--- START OF STORED ROWS ---

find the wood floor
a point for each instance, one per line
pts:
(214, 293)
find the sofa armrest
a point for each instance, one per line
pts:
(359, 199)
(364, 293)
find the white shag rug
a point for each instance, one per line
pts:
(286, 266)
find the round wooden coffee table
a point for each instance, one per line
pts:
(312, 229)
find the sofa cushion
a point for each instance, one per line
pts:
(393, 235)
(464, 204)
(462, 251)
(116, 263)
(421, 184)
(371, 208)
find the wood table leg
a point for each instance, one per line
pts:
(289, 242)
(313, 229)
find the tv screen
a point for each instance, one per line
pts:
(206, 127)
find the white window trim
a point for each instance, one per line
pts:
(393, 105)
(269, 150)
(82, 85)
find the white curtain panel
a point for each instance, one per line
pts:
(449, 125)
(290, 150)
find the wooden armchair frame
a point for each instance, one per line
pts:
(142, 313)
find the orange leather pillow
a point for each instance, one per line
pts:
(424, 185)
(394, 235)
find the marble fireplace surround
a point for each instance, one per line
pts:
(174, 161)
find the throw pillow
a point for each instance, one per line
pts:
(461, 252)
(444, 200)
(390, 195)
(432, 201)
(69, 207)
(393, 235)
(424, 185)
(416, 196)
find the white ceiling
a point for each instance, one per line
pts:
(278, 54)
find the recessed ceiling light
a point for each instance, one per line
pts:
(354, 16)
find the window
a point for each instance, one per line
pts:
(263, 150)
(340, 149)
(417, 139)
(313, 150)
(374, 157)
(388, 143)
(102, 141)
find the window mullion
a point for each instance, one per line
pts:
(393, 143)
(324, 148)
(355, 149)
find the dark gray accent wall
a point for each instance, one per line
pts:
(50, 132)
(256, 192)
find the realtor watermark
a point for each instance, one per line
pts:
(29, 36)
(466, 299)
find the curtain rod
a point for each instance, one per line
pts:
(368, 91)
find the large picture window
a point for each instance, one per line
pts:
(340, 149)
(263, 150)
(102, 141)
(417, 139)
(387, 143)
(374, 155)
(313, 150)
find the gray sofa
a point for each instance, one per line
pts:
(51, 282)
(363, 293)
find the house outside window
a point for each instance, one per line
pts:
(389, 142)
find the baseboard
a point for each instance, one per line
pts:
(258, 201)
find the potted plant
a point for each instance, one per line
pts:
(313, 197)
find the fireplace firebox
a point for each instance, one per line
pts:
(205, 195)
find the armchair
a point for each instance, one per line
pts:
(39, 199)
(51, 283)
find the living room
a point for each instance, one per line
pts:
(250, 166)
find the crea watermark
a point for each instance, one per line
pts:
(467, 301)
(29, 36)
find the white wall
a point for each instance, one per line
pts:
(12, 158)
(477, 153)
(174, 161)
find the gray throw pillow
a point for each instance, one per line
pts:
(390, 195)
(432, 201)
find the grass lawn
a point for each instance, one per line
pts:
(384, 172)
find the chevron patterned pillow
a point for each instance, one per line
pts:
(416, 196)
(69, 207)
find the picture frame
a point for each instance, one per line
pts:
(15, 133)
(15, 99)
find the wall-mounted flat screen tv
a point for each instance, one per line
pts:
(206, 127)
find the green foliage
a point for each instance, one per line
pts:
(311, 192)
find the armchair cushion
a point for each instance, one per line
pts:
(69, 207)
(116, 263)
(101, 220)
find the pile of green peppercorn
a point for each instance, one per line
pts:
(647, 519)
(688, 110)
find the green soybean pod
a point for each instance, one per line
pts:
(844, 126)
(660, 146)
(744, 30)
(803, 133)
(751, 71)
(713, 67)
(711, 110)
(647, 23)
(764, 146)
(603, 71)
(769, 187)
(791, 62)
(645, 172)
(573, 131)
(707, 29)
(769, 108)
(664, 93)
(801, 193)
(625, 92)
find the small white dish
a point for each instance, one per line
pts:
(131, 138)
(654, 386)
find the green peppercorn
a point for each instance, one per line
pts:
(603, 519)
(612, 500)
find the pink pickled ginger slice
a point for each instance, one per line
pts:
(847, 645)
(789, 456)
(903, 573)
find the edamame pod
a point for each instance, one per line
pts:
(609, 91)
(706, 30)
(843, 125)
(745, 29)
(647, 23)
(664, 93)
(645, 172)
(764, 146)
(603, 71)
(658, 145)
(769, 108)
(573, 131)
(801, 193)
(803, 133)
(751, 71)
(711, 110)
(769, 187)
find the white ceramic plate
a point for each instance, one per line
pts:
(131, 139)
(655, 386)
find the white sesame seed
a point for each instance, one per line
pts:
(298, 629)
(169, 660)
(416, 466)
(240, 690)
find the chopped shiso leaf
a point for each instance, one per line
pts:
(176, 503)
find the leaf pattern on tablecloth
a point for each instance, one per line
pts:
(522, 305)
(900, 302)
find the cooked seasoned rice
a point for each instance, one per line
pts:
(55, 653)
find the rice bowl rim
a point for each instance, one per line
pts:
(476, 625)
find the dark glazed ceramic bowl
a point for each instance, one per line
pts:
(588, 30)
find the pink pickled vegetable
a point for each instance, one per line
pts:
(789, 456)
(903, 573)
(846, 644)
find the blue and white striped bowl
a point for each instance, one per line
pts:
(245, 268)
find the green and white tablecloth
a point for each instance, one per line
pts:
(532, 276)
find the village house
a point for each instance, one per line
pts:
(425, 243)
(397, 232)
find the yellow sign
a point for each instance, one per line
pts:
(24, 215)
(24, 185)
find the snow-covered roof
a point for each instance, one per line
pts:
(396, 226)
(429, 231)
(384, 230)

--- END OF STORED ROWS ---

WORK TO DO:
Reproduce the items verbatim, starting at the line containing "find the pink pickled vegetable" and continuing through the final line of the items.

CORRECT OUTPUT:
find the pink pickled vegetable
a point for each instance, one per line
pts:
(789, 456)
(903, 573)
(846, 644)
find the blue and white striped bowl
a point for each instance, one per line
pts:
(245, 268)
find the green and white tablecloth
a point for each instance, one per line
pts:
(532, 276)
find the village house
a point for each instance, one per line
pts:
(425, 243)
(397, 232)
find the yellow sign
a point for each instance, one per line
pts:
(24, 215)
(24, 185)
find the snow-covered roof
a point for each instance, one per line
pts:
(396, 226)
(429, 231)
(384, 230)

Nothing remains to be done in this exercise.